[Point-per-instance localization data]
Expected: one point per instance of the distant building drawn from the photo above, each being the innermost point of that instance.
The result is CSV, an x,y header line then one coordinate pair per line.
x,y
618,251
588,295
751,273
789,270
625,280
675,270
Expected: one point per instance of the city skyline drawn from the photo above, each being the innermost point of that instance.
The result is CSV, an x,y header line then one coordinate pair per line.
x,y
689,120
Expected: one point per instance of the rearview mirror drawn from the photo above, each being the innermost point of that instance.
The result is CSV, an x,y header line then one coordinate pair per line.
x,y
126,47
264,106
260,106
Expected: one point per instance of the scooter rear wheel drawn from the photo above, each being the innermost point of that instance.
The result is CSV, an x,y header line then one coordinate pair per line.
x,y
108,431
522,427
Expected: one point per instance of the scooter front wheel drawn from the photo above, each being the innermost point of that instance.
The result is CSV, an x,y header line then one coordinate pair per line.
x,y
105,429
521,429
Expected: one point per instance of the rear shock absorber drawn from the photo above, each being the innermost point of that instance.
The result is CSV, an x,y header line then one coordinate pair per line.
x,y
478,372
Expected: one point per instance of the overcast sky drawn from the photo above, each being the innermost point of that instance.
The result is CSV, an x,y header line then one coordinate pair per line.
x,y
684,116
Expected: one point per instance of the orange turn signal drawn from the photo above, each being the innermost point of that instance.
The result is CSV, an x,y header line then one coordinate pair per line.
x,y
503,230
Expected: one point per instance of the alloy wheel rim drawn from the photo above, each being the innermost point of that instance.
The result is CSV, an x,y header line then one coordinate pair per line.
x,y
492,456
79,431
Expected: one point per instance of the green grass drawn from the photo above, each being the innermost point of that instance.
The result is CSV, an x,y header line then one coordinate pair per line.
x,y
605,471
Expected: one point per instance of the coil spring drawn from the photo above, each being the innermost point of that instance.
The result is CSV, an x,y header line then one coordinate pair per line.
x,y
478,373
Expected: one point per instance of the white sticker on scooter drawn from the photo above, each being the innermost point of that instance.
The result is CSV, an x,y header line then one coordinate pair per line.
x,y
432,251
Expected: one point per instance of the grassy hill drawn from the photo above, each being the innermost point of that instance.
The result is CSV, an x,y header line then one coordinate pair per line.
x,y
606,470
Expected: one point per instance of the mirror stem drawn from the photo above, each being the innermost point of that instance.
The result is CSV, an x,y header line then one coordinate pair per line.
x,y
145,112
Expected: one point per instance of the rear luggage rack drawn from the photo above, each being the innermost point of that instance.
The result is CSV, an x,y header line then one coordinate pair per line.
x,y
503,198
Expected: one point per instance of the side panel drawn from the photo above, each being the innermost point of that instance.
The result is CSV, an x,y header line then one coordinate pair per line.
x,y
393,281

Task to carry out:
Print all records shown above, word for word.

Reply:
Expected: one point per instance of the distant building drawn from the photo above, each being the innermost point of that instance.
The result is CSV, an x,y header line then one coordinate pair per line.
x,y
618,251
588,295
751,273
789,270
625,280
675,270
Expected: one point per instance of the city skyline drawn from the photo above, each being the innermost point of that instance.
The result is CSV, an x,y header line then one coordinate pair per line.
x,y
689,120
Expected: one point per instance of the rearview mirror drawn from the photo above, each being the innermost point of that instance.
The result is CSV, an x,y header line then one coordinate pair per line.
x,y
126,47
264,106
260,106
Expected: one point per instance of the scooter rear wheel drawn from the photo above, each being the innermost point of that instance.
The result is CSV, an x,y header line then one coordinate pair per line.
x,y
108,431
522,427
Expected: one point per instance of the scooter front wheel drawn from the photo above, each being the innermost point of that instance.
The result is CSV, an x,y header line then one coordinate pair per line.
x,y
105,429
521,429
Expected: one point per instance of the rear shock absorber drawn from the photo above, each being the innermost point of that instance.
The result is CSV, an x,y header line then one coordinate pair per line.
x,y
478,372
Expected: one point per instance of the overcast sky drawn from the photo above, each being the innermost point of that instance.
The result is CSV, an x,y header line then one coordinate pair per line.
x,y
684,116
Expected: one point per instance of the orange turn signal drawn from the photo above, each being the innermost point of that instance.
The result is CSV, an x,y header line then one coordinate pair per line.
x,y
503,230
Expected: one point per instance of the alloy wheel rim drawn from the photo above, each being the innermost point of that instance.
The result is CSV, an x,y header line then one coordinate pair per line.
x,y
492,456
79,431
Expected: one point per instance of the green grass drawn from the photo above, each being the innermost point of that instance.
The result is CSV, an x,y header line then one coordinate pair per line.
x,y
605,471
Expected: one point per instance of the coil spring drawn from the photo above, each being the innermost point of that instance.
The result is CSV, an x,y header line then one coordinate pair per line.
x,y
478,373
Expected: one point per instance of the white sticker on scooter drawn from the photo above, each being the innermost point of that instance.
The result is CSV, an x,y header line then one coordinate pair per line.
x,y
432,251
Expected: one point per instance of the grassy hill drawn from the photo above, each being the innermost point of that instance.
The result is CSV, an x,y header line then one coordinate pair per line.
x,y
606,470
Expected: one point per instance of the mirror stem drawn from the photo above, each being the innermost point of that instance.
The result is CSV, an x,y header line then one coordinate pair per line.
x,y
145,112
Expected: one point per instance of the rear luggage rack drawn from the photo above, each being the innermost point of that instance.
The result is CSV, an x,y header line then one coordinate pair per line.
x,y
503,198
Expected: one point per instance of the side panel drawn from the photo above, each being the innermost point of that instance.
The result is CSV, an x,y header line then one coordinate pair per line.
x,y
393,281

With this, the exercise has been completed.